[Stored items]
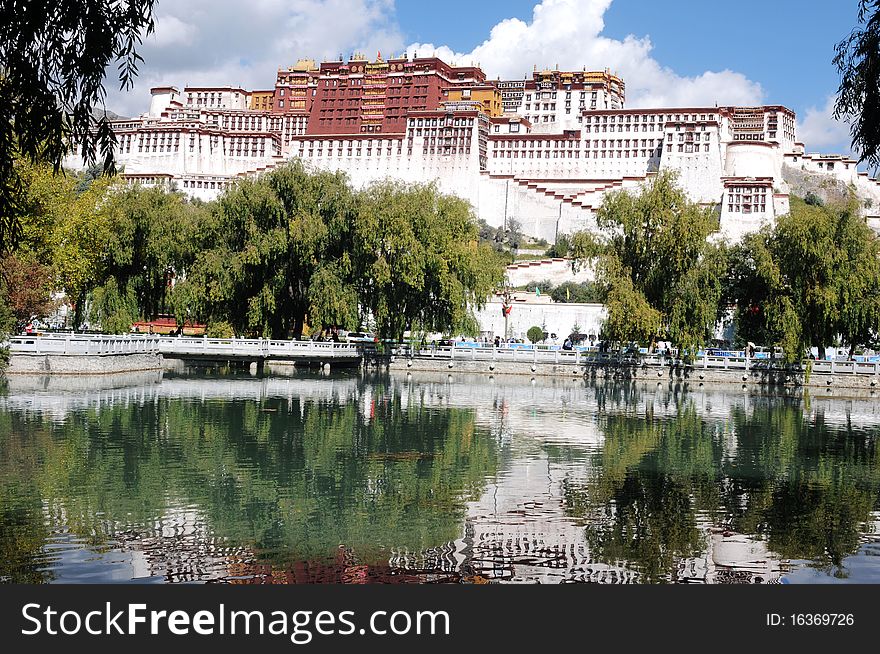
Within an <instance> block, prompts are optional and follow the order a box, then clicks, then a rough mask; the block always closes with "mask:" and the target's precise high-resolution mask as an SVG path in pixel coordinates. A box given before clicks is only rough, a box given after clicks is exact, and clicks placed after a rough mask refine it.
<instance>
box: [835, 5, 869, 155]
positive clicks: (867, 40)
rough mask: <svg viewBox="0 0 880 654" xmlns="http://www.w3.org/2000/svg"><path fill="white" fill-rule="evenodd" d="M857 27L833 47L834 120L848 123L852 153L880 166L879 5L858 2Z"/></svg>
mask: <svg viewBox="0 0 880 654" xmlns="http://www.w3.org/2000/svg"><path fill="white" fill-rule="evenodd" d="M858 21H859V27H857V28H855V29H854V30H853V31H852V32H851V33H850V34H849V36H847V37H846V38H845V39H843V40H842V41H840V43H838V44H837V45H836V46H835V52H836V54H835V57H834V65H835V66H836V67H837V71H838V72H839V73H840V76H841V81H840V87H839V88H838V90H837V102H836V103H835V105H834V117H835V118H838V119H844V120H846V121H847V122H848V123H850V125H851V127H850V131H851V135H852V147H853V150H854V151H856V152H858V153H860V155H861V161H866V162H868V164H869V165H870V166H871V167H872V168H876V167H877V166H878V165H880V2H878V0H859V14H858Z"/></svg>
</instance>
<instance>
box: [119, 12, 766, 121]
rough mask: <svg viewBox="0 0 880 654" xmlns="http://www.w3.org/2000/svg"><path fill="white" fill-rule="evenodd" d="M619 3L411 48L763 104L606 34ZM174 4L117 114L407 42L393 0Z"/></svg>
mask: <svg viewBox="0 0 880 654" xmlns="http://www.w3.org/2000/svg"><path fill="white" fill-rule="evenodd" d="M610 5H611V0H543V1H542V2H539V3H538V4H536V6H535V8H534V12H533V15H532V19H531V20H530V21H528V22H526V21H522V20H519V19H517V18H508V19H505V20H501V21H500V22H498V23H497V24H496V25H495V26H494V27H493V28H492V30H491V32H490V34H489V37H488V38H487V39H486V40H485V41H484V42H483V43H481V44H479V45H478V46H476V47H475V48H474V49H473V50H472V51H471V52H467V53H456V52H453V51H452V50H451V49H450V48H449V47H447V46H444V45H433V44H412V45H410V46H409V47H408V48H407V51H408V53H409V54H411V55H412V54H414V53H415V52H418V53H419V54H422V55H428V54H432V53H435V52H436V53H437V54H438V55H439V56H441V57H443V58H444V59H447V60H450V61H457V62H459V63H462V64H465V63H471V62H472V63H479V64H480V65H481V66H482V67H483V69H484V70H485V71H486V72H487V74H488V75H489V76H490V77H493V78H494V77H506V78H514V79H516V78H522V77H523V76H525V75H530V74H531V71H532V68H533V66H535V65H537V66H540V67H543V68H548V67H550V68H552V67H554V66H557V65H558V66H559V67H560V69H569V70H571V69H575V70H576V69H580V68H583V67H586V68H588V69H597V68H598V69H602V68H606V67H607V68H610V69H611V70H612V71H613V72H615V73H618V74H619V75H621V76H622V77H623V78H624V79H625V81H626V84H627V105H628V106H630V107H640V106H642V107H644V106H655V107H662V106H686V105H710V106H711V105H714V104H715V103H718V104H744V105H750V104H758V103H760V102H762V101H763V99H764V97H763V96H764V93H763V90H762V89H761V86H760V85H759V84H758V83H756V82H754V81H752V80H749V79H748V78H746V77H745V76H744V75H742V74H740V73H737V72H733V71H730V70H724V71H707V72H704V73H702V74H701V75H697V76H694V77H688V76H682V75H679V74H677V73H676V72H675V71H673V70H671V69H670V68H668V67H665V66H663V65H661V64H660V63H659V62H657V61H656V60H655V59H654V58H653V57H652V56H651V51H652V44H651V41H650V39H649V38H647V37H636V36H632V35H630V36H627V37H626V38H624V39H612V38H608V37H606V36H604V35H603V31H604V28H605V22H604V16H605V12H606V11H607V10H608V8H609V6H610ZM165 6H166V5H165V4H164V3H161V2H160V3H159V4H158V6H157V28H156V34H155V36H152V37H150V38H148V39H146V40H145V42H144V45H143V47H142V48H141V54H142V55H143V57H144V59H145V62H144V64H142V66H141V72H140V75H139V77H138V80H137V86H136V87H135V89H134V90H133V91H132V92H131V93H127V94H124V93H120V92H111V93H110V97H109V99H108V107H109V108H110V109H112V110H114V111H116V112H118V113H122V114H126V115H136V114H138V113H140V112H143V111H145V110H146V108H147V106H148V104H149V97H148V94H149V88H150V87H152V86H162V85H167V84H175V85H178V86H183V85H226V84H229V85H240V86H243V87H246V88H251V89H266V88H272V86H273V84H274V81H275V74H276V71H277V69H278V67H279V66H286V65H289V64H292V63H295V62H296V60H297V59H299V58H301V57H312V58H315V59H317V60H321V59H328V58H336V57H338V56H339V55H343V56H348V55H350V54H351V53H352V52H353V51H361V52H364V53H366V54H368V55H369V56H373V55H374V53H375V52H376V51H377V50H381V51H382V52H383V53H385V54H386V55H388V54H391V53H396V52H400V51H401V50H403V47H404V43H405V42H404V39H403V37H402V35H401V33H400V29H399V27H398V25H397V23H396V21H395V18H394V0H250V1H249V2H248V3H247V4H246V6H245V5H242V3H241V2H238V1H237V0H236V1H234V0H187V2H176V3H173V4H172V3H168V5H167V6H168V9H167V10H166V9H165ZM428 10H429V9H428V8H427V7H426V11H428ZM108 87H113V82H112V80H111V81H109V82H108Z"/></svg>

| WORK TO BE COMPLETED |
When the line with "27L833 47L834 120L848" is reached in the data above, begin copying, and stop after the line with "box: [119, 12, 766, 121]"; copy each line exactly, both ends included.

| TASK RESPONSE |
rough mask: <svg viewBox="0 0 880 654" xmlns="http://www.w3.org/2000/svg"><path fill="white" fill-rule="evenodd" d="M857 27L833 47L834 120L848 123L852 153L880 166L879 5L858 2Z"/></svg>
mask: <svg viewBox="0 0 880 654" xmlns="http://www.w3.org/2000/svg"><path fill="white" fill-rule="evenodd" d="M858 21H859V27H857V28H855V29H854V30H853V31H852V32H851V33H850V34H849V36H847V37H846V38H845V39H843V40H842V41H840V43H838V44H837V45H836V46H835V52H836V54H835V57H834V65H835V66H836V67H837V71H838V72H839V73H840V76H841V81H840V87H839V88H838V90H837V102H836V103H835V105H834V117H835V118H838V119H844V120H846V121H847V122H848V123H850V125H851V127H850V131H851V135H852V147H853V150H854V151H856V152H858V153H860V155H861V161H866V162H868V164H869V165H870V166H871V167H872V168H876V167H877V166H878V165H880V2H878V0H859V14H858Z"/></svg>
</instance>
<instance>
box: [119, 12, 766, 121]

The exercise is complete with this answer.